Retype the lines below exactly as they appear, starting at the line containing "If you could segment every instance of the white ceiling, your" and ending at the line containing "[[[256,69],[237,70],[226,86],[228,100],[243,103],[256,109]]]", with both of those lines included.

Items excerpted from a collection
◇ ◇ ◇ ◇

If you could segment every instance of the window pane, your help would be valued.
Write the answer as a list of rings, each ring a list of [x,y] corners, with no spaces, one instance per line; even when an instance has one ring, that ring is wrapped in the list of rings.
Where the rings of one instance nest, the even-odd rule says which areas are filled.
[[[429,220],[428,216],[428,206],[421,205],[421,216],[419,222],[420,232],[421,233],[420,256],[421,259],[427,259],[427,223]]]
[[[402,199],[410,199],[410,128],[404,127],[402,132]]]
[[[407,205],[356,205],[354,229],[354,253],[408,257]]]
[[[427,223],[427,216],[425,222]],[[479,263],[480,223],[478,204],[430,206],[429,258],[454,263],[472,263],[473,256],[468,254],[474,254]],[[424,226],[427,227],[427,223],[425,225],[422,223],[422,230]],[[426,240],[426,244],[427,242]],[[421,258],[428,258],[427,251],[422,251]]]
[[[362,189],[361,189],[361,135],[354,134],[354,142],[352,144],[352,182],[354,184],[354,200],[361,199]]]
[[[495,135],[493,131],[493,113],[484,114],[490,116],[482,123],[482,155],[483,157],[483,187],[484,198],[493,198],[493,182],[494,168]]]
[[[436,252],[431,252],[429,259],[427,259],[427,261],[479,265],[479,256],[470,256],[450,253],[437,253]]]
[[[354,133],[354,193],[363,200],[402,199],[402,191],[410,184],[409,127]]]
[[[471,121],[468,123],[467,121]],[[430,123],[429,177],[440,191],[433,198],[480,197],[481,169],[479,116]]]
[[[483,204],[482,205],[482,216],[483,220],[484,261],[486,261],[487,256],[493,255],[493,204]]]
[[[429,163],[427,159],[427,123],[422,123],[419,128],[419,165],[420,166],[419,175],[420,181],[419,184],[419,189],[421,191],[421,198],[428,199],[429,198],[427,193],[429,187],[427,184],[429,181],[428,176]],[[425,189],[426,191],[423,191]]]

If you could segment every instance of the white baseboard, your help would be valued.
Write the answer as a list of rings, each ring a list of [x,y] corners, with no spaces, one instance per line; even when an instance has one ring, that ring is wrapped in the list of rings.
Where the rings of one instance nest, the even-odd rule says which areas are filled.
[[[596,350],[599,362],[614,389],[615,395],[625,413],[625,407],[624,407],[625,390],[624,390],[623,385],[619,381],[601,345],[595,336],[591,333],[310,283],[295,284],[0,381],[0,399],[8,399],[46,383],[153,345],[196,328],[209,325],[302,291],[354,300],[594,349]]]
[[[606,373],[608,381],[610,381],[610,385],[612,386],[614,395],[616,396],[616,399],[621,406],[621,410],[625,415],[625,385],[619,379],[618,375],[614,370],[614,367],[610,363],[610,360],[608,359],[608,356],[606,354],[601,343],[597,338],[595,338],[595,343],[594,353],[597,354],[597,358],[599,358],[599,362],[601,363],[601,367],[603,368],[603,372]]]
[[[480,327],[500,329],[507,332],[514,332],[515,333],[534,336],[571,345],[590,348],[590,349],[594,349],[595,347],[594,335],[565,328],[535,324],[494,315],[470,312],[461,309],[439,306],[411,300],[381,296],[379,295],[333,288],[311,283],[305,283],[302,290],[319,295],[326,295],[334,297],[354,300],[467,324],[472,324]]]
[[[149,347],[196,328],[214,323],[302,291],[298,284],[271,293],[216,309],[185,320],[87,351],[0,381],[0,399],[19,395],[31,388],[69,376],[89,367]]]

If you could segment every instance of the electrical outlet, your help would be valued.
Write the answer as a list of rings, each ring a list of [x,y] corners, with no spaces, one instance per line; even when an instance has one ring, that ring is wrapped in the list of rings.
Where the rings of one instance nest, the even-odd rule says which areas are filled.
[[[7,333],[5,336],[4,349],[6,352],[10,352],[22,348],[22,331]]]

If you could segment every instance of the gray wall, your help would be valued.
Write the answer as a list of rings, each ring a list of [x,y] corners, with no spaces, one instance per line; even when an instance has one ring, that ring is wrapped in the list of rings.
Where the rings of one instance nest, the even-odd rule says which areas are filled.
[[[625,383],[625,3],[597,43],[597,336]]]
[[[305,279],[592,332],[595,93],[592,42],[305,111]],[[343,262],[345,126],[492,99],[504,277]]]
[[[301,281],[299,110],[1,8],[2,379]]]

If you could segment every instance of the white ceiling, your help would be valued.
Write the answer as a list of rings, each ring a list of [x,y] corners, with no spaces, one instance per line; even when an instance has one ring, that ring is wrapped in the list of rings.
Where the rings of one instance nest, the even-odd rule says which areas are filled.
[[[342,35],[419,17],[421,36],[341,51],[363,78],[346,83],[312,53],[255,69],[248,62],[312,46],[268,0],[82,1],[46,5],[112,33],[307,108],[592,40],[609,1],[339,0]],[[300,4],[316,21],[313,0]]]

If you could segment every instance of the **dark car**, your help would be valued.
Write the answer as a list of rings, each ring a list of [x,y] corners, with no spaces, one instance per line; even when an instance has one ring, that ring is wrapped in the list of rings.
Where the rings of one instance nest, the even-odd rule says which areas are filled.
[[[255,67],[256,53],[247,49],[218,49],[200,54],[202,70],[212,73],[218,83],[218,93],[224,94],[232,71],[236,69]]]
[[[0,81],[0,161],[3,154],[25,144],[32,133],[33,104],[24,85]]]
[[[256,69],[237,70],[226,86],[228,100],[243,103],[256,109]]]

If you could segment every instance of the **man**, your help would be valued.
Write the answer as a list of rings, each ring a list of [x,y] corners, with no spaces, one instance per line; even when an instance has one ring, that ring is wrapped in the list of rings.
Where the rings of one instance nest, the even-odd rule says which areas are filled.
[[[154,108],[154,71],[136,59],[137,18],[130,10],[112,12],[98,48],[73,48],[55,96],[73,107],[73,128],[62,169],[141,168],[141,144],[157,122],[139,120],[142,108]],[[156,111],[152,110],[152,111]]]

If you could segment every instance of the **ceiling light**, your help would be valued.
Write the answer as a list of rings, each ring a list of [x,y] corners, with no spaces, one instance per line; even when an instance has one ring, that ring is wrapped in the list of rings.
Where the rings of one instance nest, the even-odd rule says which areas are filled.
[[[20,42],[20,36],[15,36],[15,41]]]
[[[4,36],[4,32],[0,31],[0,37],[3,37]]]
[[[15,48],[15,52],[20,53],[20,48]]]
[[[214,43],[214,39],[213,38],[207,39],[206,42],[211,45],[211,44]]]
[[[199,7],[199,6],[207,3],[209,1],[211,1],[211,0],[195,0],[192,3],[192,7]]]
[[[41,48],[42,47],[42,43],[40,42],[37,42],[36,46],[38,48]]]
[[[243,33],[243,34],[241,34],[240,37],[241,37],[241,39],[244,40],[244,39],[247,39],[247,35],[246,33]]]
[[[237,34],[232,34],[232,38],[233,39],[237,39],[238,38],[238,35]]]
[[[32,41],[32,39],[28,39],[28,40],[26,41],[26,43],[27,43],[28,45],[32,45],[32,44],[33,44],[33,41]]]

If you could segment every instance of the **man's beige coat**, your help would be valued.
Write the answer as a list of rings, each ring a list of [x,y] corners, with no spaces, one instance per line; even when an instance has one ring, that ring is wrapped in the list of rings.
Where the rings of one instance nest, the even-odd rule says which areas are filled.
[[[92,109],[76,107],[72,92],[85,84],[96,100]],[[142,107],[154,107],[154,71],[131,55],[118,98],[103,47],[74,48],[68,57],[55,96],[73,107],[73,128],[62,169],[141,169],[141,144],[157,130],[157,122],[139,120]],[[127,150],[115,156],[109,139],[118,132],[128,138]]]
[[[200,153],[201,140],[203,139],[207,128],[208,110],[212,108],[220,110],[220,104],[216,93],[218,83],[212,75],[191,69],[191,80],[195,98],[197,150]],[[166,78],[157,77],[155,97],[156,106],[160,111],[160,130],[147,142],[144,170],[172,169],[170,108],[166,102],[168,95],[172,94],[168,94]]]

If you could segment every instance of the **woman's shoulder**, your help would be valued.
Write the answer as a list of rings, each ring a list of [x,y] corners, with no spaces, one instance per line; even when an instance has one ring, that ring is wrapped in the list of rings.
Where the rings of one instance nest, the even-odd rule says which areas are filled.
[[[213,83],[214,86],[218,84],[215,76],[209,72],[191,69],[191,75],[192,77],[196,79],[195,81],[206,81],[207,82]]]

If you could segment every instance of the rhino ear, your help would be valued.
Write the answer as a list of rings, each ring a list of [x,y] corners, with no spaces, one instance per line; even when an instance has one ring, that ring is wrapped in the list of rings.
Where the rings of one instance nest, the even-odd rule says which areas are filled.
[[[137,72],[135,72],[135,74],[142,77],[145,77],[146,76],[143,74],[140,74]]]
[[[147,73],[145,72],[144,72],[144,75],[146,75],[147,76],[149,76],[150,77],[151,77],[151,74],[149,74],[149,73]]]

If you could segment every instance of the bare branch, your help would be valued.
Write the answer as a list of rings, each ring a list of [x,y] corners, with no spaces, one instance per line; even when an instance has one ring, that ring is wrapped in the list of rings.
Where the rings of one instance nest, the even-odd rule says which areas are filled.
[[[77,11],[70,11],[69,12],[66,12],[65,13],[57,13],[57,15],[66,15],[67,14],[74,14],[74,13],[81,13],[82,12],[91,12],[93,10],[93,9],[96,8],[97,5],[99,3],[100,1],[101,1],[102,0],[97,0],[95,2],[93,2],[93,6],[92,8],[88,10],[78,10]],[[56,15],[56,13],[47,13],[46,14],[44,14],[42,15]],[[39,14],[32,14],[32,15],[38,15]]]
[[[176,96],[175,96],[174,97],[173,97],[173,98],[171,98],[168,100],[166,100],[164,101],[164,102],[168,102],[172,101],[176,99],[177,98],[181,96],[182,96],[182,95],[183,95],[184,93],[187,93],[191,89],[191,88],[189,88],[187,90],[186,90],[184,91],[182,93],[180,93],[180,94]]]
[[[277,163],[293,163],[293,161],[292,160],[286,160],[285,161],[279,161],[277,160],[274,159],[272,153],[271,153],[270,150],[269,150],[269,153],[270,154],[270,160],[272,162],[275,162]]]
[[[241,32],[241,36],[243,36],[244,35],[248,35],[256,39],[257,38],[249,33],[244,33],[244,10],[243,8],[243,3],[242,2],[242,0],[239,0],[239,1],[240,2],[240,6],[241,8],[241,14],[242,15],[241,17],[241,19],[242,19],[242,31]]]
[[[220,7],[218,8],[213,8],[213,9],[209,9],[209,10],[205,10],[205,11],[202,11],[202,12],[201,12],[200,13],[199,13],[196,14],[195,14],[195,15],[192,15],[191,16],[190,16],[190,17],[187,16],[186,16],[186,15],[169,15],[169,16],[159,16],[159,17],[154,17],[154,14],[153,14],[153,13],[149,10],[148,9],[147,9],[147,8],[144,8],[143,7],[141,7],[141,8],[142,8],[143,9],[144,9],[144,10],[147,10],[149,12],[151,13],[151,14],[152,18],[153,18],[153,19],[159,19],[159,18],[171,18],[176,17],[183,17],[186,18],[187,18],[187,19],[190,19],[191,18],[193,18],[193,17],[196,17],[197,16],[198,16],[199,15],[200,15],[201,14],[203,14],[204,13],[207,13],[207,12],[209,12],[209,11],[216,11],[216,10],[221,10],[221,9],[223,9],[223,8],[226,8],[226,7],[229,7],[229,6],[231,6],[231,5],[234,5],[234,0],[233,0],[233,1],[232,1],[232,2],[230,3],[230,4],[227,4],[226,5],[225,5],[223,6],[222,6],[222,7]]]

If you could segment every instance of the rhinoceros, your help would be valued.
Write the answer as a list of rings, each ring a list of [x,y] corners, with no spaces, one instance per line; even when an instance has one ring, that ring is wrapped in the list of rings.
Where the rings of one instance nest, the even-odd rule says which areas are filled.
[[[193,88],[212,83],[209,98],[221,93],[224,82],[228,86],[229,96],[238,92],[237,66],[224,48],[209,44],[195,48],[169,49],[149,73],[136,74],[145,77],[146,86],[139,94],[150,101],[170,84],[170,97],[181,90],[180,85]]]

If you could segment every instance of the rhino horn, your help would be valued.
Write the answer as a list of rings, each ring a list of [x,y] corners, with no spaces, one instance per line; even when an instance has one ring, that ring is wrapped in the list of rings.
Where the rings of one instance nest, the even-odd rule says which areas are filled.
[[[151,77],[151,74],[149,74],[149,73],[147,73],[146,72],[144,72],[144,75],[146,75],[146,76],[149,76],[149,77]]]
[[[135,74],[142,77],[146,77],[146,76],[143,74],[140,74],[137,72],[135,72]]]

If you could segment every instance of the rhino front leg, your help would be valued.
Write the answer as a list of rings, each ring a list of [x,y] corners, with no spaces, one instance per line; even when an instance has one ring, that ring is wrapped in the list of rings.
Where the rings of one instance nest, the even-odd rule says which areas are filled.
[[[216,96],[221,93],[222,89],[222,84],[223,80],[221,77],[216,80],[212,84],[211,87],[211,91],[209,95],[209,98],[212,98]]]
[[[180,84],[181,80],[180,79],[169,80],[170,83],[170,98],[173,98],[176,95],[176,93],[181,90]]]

◇ ◇ ◇ ◇

• [Task solution]
If you could segment every instance of the white ceiling, your help would be valued.
Write the answer as a list of rings, each ring a list of [x,y] corners, with no spaces, one instance per line; even when an instance has one ring, that ring is wrapped in the list of rings.
Where the rings of one instance nest, the even-odd rule says which areas are filled.
[[[342,35],[419,17],[421,36],[341,51],[363,78],[346,83],[312,53],[255,69],[248,62],[312,46],[268,0],[82,1],[46,5],[112,33],[307,108],[592,40],[609,1],[339,0]],[[300,4],[316,21],[313,0]]]

If you could segment every instance of the **dark car**, your help would be valued.
Write the answer as a list of rings, each ring a list of [x,y] corners, with no spaces, one instance per line; even when an instance has one ring, that ring is wrapped in the list of rings.
Where the rings of one instance nest, the even-odd rule says which areas are filled.
[[[255,67],[256,53],[247,49],[218,49],[200,54],[202,70],[212,73],[218,83],[218,93],[224,94],[232,71],[236,69]]]
[[[0,81],[0,161],[3,154],[25,144],[32,133],[33,104],[24,85]]]
[[[256,69],[237,70],[226,86],[228,100],[243,103],[256,109]]]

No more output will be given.